Zomaar een zaterdagavond in Parma. De schaduwen die over de pastelkleurige gevels strijken worden steeds langer, de lucht tintelt van verwachtingen over wat deze zaterdagavond gaat brengen.
Saskia: ‘De winkels sluiten hun deuren, de barretjes op mijn route naar ‘huis’ barsten bijna uit hun voegen. De meeste gasten zoeken een plekje op straat, een glas wijn in de hand en een plankje vol prosciutto en Parmigiano binnen handbereik.
Ik twijfel of ik me er nog even tussen meng. Om half negen ga ik met Patrizia, de eigenaresse van de bed & breakfast waar ik logeer, eten bij Trattoria del Tribunale en eigenlijk wil ik me nog even omkleden.
Als ik echter thuis kom, blijken de plannen veranderd. Italianen zijn meesters in flexibiliteit en creativiteit en ik kijk er dan ook niet zo snel meer van op. Meestal wordt het alleen maar leuker.
Ook dit keer. Ons gezelschap blijkt te zijn uitgebreid van twee naar negen, Patrizia’s hele familie gaat mee, inclusief haar behoorlijk op leeftijd zijnde vader die een van Italiës beste stuntpiloten was, plus een vriendin en haar zoon uit Puglia, die naar Parma blijkt te zijn gekomen voor een voetbalwedstrijd die daags erna wordt gespeeld. Het voelt als één grote familie, waarvan ook ik onderdeel mag zijn.
Uiteindelijk zitten we om half tien aan tafel, met borden vol tortelli en heel, heel veel ongedwongen gezelligheid. In een dergelijke setting zijn Italianen op hun best. Zet ze aan een lange tafel met lekker eten en er ontstaat een beetje magie.
Het was een avond met een gouden randje. Ver na middernacht rol ik met een grote glimlach op mijn gezicht in bed. Wat zal ik dat missen als ik straks weer in Nederland ben…’
Een week later, in Amsterdam. De eerste zonnige zaterdagmiddag, die dankzij de warme voorjaarszon bijna zomers aanvoelde, loopt ten einde. De terrassen zitten voor het eerst weer vol, om de tafels en stoelen heen staan mensen met een glas wijn in hun hand en een vrolijke twinkeling in hun ogen. Het wordt toch eindelijk echt voorjaar.

▸ **GEGEVENSFRAGMENTEN**:
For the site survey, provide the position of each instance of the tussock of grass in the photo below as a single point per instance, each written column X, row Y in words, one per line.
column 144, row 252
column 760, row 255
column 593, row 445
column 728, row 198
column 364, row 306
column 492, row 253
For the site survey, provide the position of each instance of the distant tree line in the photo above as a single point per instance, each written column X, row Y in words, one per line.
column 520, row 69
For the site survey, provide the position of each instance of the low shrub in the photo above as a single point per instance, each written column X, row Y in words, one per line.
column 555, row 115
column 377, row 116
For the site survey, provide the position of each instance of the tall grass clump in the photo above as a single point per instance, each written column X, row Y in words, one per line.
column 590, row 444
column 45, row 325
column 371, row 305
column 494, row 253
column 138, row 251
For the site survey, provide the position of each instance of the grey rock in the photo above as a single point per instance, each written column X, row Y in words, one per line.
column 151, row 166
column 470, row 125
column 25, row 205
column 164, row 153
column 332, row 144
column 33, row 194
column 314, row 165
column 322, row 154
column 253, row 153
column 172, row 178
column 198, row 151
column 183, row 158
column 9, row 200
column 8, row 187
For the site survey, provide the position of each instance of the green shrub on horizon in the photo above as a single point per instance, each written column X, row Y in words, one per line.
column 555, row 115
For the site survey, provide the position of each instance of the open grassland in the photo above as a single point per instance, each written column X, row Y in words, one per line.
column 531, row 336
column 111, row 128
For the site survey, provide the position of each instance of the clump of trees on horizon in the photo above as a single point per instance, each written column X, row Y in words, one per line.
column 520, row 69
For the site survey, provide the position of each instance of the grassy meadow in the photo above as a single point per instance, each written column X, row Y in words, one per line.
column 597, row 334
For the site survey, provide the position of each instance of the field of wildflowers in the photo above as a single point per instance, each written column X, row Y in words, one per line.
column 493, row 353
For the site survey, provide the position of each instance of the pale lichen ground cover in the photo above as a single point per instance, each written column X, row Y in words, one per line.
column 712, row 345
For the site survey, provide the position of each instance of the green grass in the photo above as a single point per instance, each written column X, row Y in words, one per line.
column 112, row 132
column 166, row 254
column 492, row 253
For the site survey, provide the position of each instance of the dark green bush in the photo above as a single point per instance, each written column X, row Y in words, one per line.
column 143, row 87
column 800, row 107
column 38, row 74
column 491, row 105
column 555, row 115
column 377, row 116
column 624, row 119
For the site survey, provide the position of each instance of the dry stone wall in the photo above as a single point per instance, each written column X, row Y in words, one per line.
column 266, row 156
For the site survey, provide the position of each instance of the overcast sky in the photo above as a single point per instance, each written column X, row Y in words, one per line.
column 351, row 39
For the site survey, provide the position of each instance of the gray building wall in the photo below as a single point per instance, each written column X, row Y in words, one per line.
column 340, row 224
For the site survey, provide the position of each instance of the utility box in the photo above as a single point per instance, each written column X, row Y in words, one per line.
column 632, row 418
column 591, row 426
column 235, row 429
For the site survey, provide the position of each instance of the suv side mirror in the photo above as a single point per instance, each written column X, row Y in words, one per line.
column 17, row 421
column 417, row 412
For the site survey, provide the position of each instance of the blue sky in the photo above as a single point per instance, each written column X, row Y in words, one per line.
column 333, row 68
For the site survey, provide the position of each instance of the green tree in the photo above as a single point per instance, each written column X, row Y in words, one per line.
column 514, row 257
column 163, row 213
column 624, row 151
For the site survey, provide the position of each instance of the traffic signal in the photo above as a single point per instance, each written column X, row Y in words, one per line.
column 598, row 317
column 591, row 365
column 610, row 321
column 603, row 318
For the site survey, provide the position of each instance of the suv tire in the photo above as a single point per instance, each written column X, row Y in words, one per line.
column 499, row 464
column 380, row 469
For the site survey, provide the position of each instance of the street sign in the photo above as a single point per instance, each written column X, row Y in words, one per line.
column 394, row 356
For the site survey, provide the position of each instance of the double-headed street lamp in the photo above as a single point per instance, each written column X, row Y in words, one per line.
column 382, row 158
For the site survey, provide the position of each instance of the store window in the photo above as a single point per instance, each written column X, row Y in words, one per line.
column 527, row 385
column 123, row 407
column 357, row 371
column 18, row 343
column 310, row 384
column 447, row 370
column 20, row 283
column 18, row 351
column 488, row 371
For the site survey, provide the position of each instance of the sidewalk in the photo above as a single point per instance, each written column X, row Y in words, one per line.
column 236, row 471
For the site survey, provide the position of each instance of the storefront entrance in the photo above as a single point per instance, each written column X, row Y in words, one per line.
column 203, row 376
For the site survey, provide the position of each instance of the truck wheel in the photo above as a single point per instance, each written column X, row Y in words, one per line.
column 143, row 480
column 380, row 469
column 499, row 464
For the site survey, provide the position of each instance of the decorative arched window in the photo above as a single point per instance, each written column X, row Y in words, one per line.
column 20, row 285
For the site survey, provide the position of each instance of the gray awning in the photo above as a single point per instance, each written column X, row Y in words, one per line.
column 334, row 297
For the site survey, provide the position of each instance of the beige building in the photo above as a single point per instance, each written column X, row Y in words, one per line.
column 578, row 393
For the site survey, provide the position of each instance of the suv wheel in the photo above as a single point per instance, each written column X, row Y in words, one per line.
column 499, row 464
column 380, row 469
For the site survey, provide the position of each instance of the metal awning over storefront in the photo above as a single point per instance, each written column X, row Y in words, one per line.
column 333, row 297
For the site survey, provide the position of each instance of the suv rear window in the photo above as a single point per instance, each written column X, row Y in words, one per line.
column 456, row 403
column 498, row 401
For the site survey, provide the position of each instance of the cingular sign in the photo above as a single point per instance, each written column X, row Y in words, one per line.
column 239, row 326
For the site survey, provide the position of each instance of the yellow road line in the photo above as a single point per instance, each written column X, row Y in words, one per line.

▸ **OPDRACHT**: Schrijf uit de tekst over de zaterdagavond in Parma letterlijk het stuk over dat begint met "Zomaar een zaterdagavond" en doorloopt tot en met "zaterdagavond gaat brengen.".

▸ **UITWERKING**:
Zomaar een zaterdagavond in Parma. De schaduwen die over de pastelkleurige gevels strijken worden steeds langer, de lucht tintelt van verwachtingen over wat deze zaterdagavond gaat brengen.